EXTRAIT DU DOCUMENT ▸
Merci le hasard des tables et des rayonnages qui, chez les libraires, les bouquinistes ou les boîtes d’échanges, permet à un livre de vous rencontrer car, même si vous cherchez «des livres», ce sont eux qui vous trouvent.
Alors quand le nom de ce fêlé de William T. Vollman m’a sauté aux yeux, j’ai saisi cet ouvrage comme une chance, comme une perche, comme un objet tendu qui voudrait mon salut car je conservais le souvenir heureux de son magnifique «Central Europe» et celui plus ambigu du «Livre des violences». Entre journalisme gonzo, fictions et essais cet auteur a développé une œuvre originale, dense, charnue.
Avec ce «Grand Partout», il s’aiguille, entre autre, sur les traces de Jack London à la rencontre de cette figure mythique et toujours contemporaine de l’histoire américaine qu’est le hobo, ce vagabond qui saute d’un train à l’autre, hante la littérature et un certain folklore.
Bien sûr Vollmann a endossé les habits – la panoplie?- du chemineau. Il s’est initié à la resquille, a appris à se cacher des agents de sécurité et à se dissimuler des cheminots. Il a erré dans l’immensité des gares de triages pour repérer un wagon acceptable. Il s’est hissé sur des convois au départ, a sauté de son mieux sur le ballast. Il a taillé la voie comme d’autres la route, bu les paysages, s’est nourri de rencontres et d’impressions. Mais côtoyer au plus près n’est pas «être» car à l’issue de certains parcours l’auteur va à l’hôtel, rentre chez lui en Greyhound ou en avion… Car il reste à jamais de l’autre côté de la barrière sociale et demeure ce que les hoboes appellent un «citoyen» et comme le dit l’un des interlocuteurs rencontré par Vollmann: «vous prenez des trains pour vous amuser». Si nul n’échappe à sa condition, il n’empêche que ce court livre ferroviaire reste d’une grande richesse.

Enregistrements conservés ▸
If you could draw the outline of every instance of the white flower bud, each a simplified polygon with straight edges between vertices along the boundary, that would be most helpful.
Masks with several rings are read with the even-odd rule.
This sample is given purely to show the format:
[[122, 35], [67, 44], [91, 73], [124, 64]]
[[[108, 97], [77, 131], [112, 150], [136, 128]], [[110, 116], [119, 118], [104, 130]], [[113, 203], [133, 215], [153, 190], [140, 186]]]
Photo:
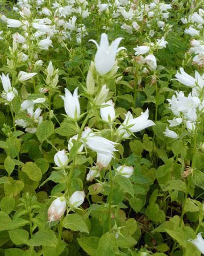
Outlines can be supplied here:
[[110, 99], [101, 104], [100, 113], [101, 118], [107, 122], [109, 121], [112, 122], [115, 119], [115, 113], [114, 109], [114, 104], [112, 100]]
[[49, 221], [59, 220], [64, 213], [66, 208], [66, 201], [64, 197], [61, 197], [55, 199], [48, 209]]
[[52, 76], [54, 73], [54, 69], [52, 65], [52, 61], [50, 61], [49, 64], [47, 69], [47, 72], [50, 76]]
[[88, 94], [92, 95], [94, 93], [95, 81], [92, 73], [90, 70], [89, 70], [87, 73], [86, 85], [87, 89], [87, 92]]
[[55, 164], [58, 167], [64, 167], [67, 165], [68, 161], [69, 159], [65, 149], [58, 151], [54, 156]]
[[84, 191], [75, 191], [69, 198], [69, 202], [73, 207], [77, 208], [84, 202], [85, 193]]
[[117, 168], [115, 172], [117, 175], [121, 175], [126, 178], [130, 178], [134, 171], [133, 167], [131, 166], [120, 165]]

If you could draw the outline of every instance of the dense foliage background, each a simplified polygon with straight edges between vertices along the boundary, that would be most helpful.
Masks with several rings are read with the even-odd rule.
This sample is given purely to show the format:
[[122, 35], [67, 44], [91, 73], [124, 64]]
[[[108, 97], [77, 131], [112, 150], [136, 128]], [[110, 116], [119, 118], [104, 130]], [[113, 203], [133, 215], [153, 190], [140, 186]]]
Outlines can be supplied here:
[[0, 5], [0, 255], [204, 253], [204, 1]]

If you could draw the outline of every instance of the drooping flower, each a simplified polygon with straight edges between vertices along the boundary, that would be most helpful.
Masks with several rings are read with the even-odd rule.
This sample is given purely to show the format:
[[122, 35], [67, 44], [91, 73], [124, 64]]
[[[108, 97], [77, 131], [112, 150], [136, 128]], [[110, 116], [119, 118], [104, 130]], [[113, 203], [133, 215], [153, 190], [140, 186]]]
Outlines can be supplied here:
[[75, 191], [70, 197], [69, 202], [72, 207], [76, 208], [83, 203], [85, 198], [84, 191]]
[[69, 91], [65, 88], [65, 97], [61, 96], [64, 102], [65, 112], [67, 116], [77, 119], [80, 115], [80, 104], [78, 96], [78, 87], [74, 91], [72, 95]]
[[8, 74], [5, 76], [2, 73], [2, 75], [0, 75], [0, 78], [4, 91], [1, 97], [8, 101], [11, 101], [16, 95], [18, 95], [18, 91], [14, 87], [12, 87]]
[[155, 125], [151, 120], [148, 119], [149, 109], [141, 115], [133, 118], [130, 112], [128, 111], [126, 115], [125, 119], [118, 129], [119, 134], [123, 138], [128, 138], [131, 133], [137, 132], [142, 130], [150, 126]]
[[101, 76], [107, 74], [112, 69], [115, 61], [117, 53], [124, 47], [118, 48], [122, 37], [118, 37], [109, 45], [108, 36], [104, 33], [101, 34], [100, 45], [93, 39], [89, 40], [94, 43], [97, 50], [95, 56], [94, 62], [97, 72]]
[[59, 220], [65, 212], [66, 206], [66, 200], [64, 197], [60, 197], [55, 199], [48, 209], [49, 221]]
[[126, 165], [120, 165], [117, 168], [115, 173], [117, 175], [121, 175], [126, 178], [130, 178], [133, 174], [134, 169], [133, 167]]
[[178, 71], [177, 71], [177, 73], [175, 75], [177, 78], [175, 80], [187, 86], [191, 87], [195, 86], [195, 79], [186, 73], [183, 68], [180, 68], [180, 70], [181, 74], [179, 74]]
[[145, 61], [151, 70], [153, 71], [156, 70], [157, 66], [157, 60], [153, 54], [148, 55], [145, 58]]
[[137, 47], [133, 48], [133, 50], [136, 51], [135, 53], [135, 55], [144, 54], [148, 53], [150, 49], [150, 47], [146, 45], [142, 45], [140, 46], [137, 46]]
[[204, 254], [204, 240], [201, 233], [198, 233], [195, 239], [189, 239], [188, 241], [193, 243], [201, 253]]
[[109, 119], [112, 122], [114, 120], [115, 117], [115, 113], [114, 104], [112, 100], [101, 104], [100, 113], [101, 118], [104, 121], [108, 122]]
[[58, 167], [64, 167], [67, 165], [68, 160], [69, 159], [65, 149], [58, 151], [54, 156], [55, 164]]
[[165, 131], [163, 133], [164, 134], [166, 137], [170, 138], [171, 139], [178, 139], [179, 137], [178, 135], [173, 131], [172, 131], [166, 127]]
[[37, 73], [27, 73], [24, 71], [20, 71], [18, 73], [18, 80], [21, 82], [26, 81], [35, 76]]

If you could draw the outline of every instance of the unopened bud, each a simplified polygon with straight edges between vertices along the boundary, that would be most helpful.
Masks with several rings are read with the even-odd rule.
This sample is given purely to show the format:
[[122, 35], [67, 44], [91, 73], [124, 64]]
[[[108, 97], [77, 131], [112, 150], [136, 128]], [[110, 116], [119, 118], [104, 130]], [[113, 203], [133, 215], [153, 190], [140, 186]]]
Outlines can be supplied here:
[[49, 221], [59, 220], [64, 213], [66, 208], [66, 201], [64, 197], [61, 197], [55, 199], [48, 209]]
[[73, 207], [77, 208], [83, 203], [85, 198], [84, 191], [75, 191], [70, 197], [69, 202]]

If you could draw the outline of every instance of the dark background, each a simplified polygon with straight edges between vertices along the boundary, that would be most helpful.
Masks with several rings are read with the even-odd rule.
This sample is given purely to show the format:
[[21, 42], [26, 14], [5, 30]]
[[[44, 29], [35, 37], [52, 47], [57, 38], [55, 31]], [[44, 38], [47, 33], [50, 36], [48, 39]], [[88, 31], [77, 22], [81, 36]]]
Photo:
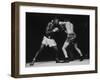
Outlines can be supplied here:
[[[89, 15], [71, 14], [47, 14], [47, 13], [26, 13], [26, 62], [31, 62], [37, 50], [40, 48], [45, 28], [51, 19], [58, 18], [63, 21], [70, 20], [74, 24], [74, 31], [77, 34], [77, 43], [83, 55], [89, 58]], [[64, 41], [64, 34], [56, 35], [61, 44]], [[70, 47], [69, 47], [70, 48]], [[70, 50], [70, 49], [69, 49]], [[73, 48], [74, 57], [79, 57]], [[63, 53], [59, 54], [64, 58]], [[69, 55], [70, 56], [70, 55]], [[55, 60], [55, 51], [52, 48], [45, 48], [37, 57], [37, 61]]]

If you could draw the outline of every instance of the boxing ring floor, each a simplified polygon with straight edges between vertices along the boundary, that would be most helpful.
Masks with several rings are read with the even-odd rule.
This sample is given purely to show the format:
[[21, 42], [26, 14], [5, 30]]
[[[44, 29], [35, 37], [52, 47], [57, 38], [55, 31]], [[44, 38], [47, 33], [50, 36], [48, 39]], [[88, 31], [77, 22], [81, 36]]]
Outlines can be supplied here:
[[34, 65], [30, 66], [30, 63], [26, 64], [26, 67], [43, 67], [43, 66], [71, 66], [71, 65], [88, 65], [90, 63], [89, 59], [84, 59], [83, 61], [74, 60], [69, 63], [56, 63], [56, 61], [46, 61], [46, 62], [35, 62]]

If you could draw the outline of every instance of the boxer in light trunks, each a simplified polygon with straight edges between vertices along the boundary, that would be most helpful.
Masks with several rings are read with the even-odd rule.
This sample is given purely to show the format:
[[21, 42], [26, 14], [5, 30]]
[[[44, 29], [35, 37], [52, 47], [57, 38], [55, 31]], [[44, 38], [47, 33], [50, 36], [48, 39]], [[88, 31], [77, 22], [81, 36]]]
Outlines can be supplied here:
[[65, 29], [65, 33], [67, 34], [67, 38], [63, 44], [62, 47], [62, 51], [65, 55], [65, 62], [70, 61], [70, 59], [68, 58], [68, 53], [66, 51], [66, 48], [70, 45], [70, 44], [74, 44], [75, 49], [77, 50], [77, 52], [80, 55], [80, 61], [83, 60], [83, 54], [81, 52], [81, 50], [78, 48], [77, 43], [75, 43], [75, 38], [76, 38], [76, 34], [74, 32], [74, 26], [70, 21], [64, 21], [64, 22], [59, 22], [59, 24], [64, 25], [64, 29]]
[[47, 27], [46, 27], [46, 31], [45, 31], [45, 35], [43, 37], [40, 49], [37, 51], [35, 57], [33, 58], [32, 64], [34, 64], [37, 56], [39, 55], [39, 53], [44, 49], [45, 46], [49, 46], [52, 47], [55, 51], [56, 51], [56, 63], [62, 63], [63, 61], [60, 61], [58, 59], [58, 48], [57, 48], [57, 43], [56, 41], [52, 38], [53, 34], [56, 31], [59, 31], [59, 27], [55, 26], [55, 25], [59, 25], [58, 24], [58, 19], [55, 20], [51, 20], [51, 22], [48, 23]]

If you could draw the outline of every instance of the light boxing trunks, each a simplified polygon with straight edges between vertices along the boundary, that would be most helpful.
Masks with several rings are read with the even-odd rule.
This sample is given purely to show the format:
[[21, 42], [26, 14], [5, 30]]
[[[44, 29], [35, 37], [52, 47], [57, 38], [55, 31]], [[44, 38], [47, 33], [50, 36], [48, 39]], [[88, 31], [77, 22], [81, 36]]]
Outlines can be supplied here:
[[54, 39], [49, 39], [46, 36], [43, 37], [42, 44], [49, 47], [57, 46]]

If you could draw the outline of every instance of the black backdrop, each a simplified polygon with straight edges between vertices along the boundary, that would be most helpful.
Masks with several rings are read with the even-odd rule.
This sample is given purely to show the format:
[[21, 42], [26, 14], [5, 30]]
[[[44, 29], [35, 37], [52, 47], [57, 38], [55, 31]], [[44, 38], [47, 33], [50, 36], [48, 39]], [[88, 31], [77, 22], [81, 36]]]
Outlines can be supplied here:
[[[37, 50], [40, 48], [45, 28], [51, 19], [69, 19], [74, 24], [74, 31], [77, 34], [78, 46], [84, 55], [89, 57], [89, 15], [71, 14], [47, 14], [47, 13], [26, 13], [26, 62], [31, 62]], [[59, 38], [62, 41], [64, 38]], [[60, 57], [64, 57], [59, 54]], [[78, 54], [76, 54], [77, 56]], [[55, 60], [55, 52], [52, 48], [45, 48], [37, 57], [39, 61]]]

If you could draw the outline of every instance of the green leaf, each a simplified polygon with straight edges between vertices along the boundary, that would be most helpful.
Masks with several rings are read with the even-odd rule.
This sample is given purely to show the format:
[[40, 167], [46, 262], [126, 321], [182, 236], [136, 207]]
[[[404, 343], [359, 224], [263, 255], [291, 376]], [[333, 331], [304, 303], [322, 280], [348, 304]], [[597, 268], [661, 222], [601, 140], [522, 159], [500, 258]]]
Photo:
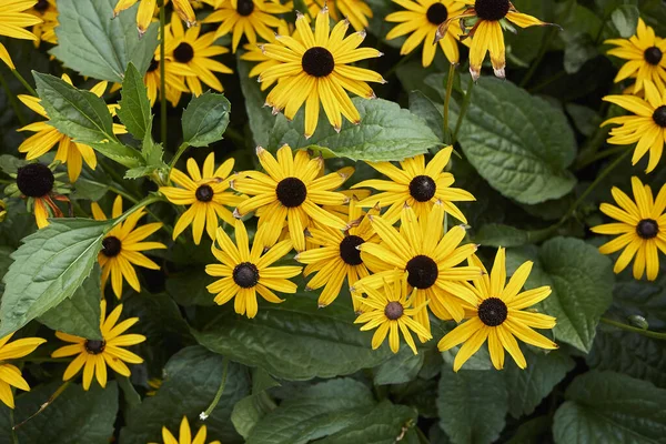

QUESTIONS À TRAITER ▸
1. Recopiez le passage de l'extrait du document allant de « Merci le hasard » jusqu'à « originale, dense, charnue. ».
2. D'après l'extrait du document, sur les traces de quel écrivain Vollmann part-il dans « Grand Partout » ?

CORRIGÉ DES EXERCICES ▸
1.
Merci le hasard des tables et des rayonnages qui, chez les libraires, les bouquinistes ou les boîtes d’échanges, permet à un livre de vous rencontrer car, même si vous cherchez «des livres», ce sont eux qui vous trouvent.
Alors quand le nom de ce fêlé de William T. Vollman m’a sauté aux yeux, j’ai saisi cet ouvrage comme une chance, comme une perche, comme un objet tendu qui voudrait mon salut car je conservais le souvenir heureux de son magnifique «Central Europe» et celui plus ambigu du «Livre des violences». Entre journalisme gonzo, fictions et essais cet auteur a développé une œuvre originale, dense, charnue.

2. Jack London.